▶ **Action item**
Return exactly the listing's lines, from its first line to the line holding "the snow bank", ends included.

▶ **Exercise input**
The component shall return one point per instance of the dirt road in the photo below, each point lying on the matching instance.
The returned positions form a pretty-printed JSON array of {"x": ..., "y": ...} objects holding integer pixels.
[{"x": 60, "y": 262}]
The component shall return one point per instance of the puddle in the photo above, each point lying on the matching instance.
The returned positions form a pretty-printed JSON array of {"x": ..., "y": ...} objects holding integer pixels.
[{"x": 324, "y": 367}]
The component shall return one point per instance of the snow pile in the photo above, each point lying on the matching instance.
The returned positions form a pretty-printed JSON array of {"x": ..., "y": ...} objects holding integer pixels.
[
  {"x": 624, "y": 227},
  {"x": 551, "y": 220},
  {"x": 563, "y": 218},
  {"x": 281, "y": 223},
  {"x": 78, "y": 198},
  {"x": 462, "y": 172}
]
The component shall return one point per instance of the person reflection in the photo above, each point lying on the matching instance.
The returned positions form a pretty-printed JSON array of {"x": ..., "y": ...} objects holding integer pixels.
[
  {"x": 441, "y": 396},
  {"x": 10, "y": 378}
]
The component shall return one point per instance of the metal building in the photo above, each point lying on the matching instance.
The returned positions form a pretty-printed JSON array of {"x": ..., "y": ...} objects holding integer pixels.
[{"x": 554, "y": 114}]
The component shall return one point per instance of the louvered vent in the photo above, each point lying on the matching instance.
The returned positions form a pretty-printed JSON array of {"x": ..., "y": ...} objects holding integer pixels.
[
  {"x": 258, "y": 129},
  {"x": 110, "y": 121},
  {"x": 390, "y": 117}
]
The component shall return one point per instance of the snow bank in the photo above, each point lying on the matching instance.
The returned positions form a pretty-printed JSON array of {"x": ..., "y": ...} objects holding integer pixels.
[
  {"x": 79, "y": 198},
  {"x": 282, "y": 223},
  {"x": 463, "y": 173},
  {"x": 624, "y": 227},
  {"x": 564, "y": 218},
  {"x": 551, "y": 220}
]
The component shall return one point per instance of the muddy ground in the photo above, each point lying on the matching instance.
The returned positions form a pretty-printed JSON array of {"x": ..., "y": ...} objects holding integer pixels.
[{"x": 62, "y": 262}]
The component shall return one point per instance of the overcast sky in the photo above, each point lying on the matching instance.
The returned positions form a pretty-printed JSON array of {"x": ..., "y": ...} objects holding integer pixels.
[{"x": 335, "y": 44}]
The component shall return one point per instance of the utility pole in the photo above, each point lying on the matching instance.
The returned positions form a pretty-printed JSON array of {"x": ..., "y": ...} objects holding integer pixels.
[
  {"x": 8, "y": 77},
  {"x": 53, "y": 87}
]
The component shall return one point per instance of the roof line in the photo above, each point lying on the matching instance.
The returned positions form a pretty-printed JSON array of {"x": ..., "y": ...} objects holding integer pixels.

▶ **Reply**
The component shall return one point per instance of the dirt road in the photo below, each point lying on the matching instance.
The returned positions form a pretty-printed JSON array of {"x": ..., "y": ...} objects holding integer pixels.
[{"x": 60, "y": 262}]
The component shall return one point per instance of the puddle in the photo above, each point lying on the matching instance.
The returned positions form a pretty-printed JSON array of {"x": ..., "y": ...} objects holding integer pixels.
[{"x": 324, "y": 367}]
The component shall return one point per instance of the snow pile in the photo above, each point lying on the matching instance.
The returned positions form a pretty-printed JSON array of {"x": ..., "y": ...} objects holding integer pixels.
[
  {"x": 624, "y": 227},
  {"x": 551, "y": 220},
  {"x": 563, "y": 218},
  {"x": 281, "y": 223},
  {"x": 78, "y": 198},
  {"x": 462, "y": 172}
]
The component shall return one point per instance of the person reflection in the photo above, each point lying on the matching instance.
The returned positions form a pretty-printed JSON array of {"x": ..., "y": ...} objects holding integer pixels.
[
  {"x": 441, "y": 396},
  {"x": 10, "y": 378}
]
The component shall return one point per instance of the metal building in the photo above, each point lying on the matching instance.
The returned positions form a pretty-printed JSON array of {"x": ..., "y": ...} objects holding integer pixels.
[{"x": 554, "y": 114}]
The component shall return one point per instance of the louvered vent in the photo above, each point lying on the matching instance.
The returned positions form a pretty-printed JSON array of {"x": ..., "y": ...} objects holding integer pixels.
[
  {"x": 258, "y": 129},
  {"x": 110, "y": 121},
  {"x": 390, "y": 117}
]
The component shall return one point per instance of the snow bank in the photo above, each point lying on the matching instance.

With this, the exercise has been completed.